▶ _Directions_
Rewrite everything from the line containing "Mark the spectator" down to the end of the rows, swapping "coverage chart" for "coverage table" and leaving all else unchanged. Return only those lines.

▶ _Provided entries_
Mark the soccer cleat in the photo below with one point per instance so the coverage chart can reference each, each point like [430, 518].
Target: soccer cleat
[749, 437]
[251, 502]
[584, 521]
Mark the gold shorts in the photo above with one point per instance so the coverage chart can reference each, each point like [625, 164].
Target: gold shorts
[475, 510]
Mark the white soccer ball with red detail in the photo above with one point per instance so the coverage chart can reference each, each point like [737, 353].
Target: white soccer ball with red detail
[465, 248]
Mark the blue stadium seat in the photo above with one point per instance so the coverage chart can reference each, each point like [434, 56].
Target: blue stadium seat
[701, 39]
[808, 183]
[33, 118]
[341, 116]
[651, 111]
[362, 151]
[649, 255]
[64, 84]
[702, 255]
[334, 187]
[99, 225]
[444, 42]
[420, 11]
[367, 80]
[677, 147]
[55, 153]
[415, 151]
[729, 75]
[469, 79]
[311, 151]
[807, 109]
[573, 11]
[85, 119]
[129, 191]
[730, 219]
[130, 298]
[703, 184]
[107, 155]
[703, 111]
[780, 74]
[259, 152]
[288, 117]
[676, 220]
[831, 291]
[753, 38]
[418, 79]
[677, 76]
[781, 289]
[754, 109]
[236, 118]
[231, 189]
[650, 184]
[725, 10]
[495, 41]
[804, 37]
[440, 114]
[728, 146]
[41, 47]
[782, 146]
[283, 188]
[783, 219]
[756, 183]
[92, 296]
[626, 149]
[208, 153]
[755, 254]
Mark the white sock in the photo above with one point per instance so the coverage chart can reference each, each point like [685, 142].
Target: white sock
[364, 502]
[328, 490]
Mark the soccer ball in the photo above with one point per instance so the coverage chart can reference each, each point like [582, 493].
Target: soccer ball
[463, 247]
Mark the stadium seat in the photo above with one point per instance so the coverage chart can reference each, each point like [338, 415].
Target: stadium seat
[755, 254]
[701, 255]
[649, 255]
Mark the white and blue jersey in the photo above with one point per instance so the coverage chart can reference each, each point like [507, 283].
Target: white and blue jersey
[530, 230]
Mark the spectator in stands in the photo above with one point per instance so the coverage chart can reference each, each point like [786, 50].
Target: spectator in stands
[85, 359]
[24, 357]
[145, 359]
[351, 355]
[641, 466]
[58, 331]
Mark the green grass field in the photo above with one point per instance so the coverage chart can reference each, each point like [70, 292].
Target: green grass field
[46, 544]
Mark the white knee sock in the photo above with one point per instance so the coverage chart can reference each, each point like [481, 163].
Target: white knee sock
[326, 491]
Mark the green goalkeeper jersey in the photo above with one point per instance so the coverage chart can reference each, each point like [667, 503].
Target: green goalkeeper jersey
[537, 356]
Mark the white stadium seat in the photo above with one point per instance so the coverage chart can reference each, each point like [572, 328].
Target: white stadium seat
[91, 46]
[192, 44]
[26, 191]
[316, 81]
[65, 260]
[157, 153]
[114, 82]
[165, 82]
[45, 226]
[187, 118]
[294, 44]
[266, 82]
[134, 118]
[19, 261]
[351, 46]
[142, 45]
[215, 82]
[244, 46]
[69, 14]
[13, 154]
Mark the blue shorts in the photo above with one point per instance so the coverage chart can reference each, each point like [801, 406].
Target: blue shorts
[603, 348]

▶ _The output_
Mark the spectator in stands in the photo above with one point per instance so the coverage table can reference each, each point like [786, 50].
Target: spectator in stands
[85, 359]
[24, 357]
[145, 359]
[351, 355]
[641, 466]
[58, 331]
Mark the green grass field in the photo above with one point per instance so the coverage table can reference each, each point like [70, 292].
Target: green grass field
[46, 544]
Mark the white knee sock in the photo above with one point per instance so the coverage table can reference each, each point like [481, 163].
Target: white knee sock
[326, 491]
Mark the green goalkeeper jersey in the photo above with one point per instance so the coverage table can reference each, each point like [667, 503].
Target: green goalkeeper jersey
[537, 356]
Mark the white stadium seat in the photo above with one point per instance so the coverage table can reference each, each point like [572, 328].
Target: white stadium seat
[91, 46]
[192, 44]
[26, 191]
[316, 81]
[65, 260]
[157, 153]
[114, 82]
[165, 82]
[45, 226]
[187, 118]
[294, 44]
[266, 82]
[134, 118]
[19, 261]
[351, 46]
[142, 45]
[215, 82]
[244, 46]
[69, 14]
[13, 154]
Mark the blue shorts in the photo above with one point per instance so the coverage table can reference each, each point like [801, 406].
Target: blue shorts
[603, 348]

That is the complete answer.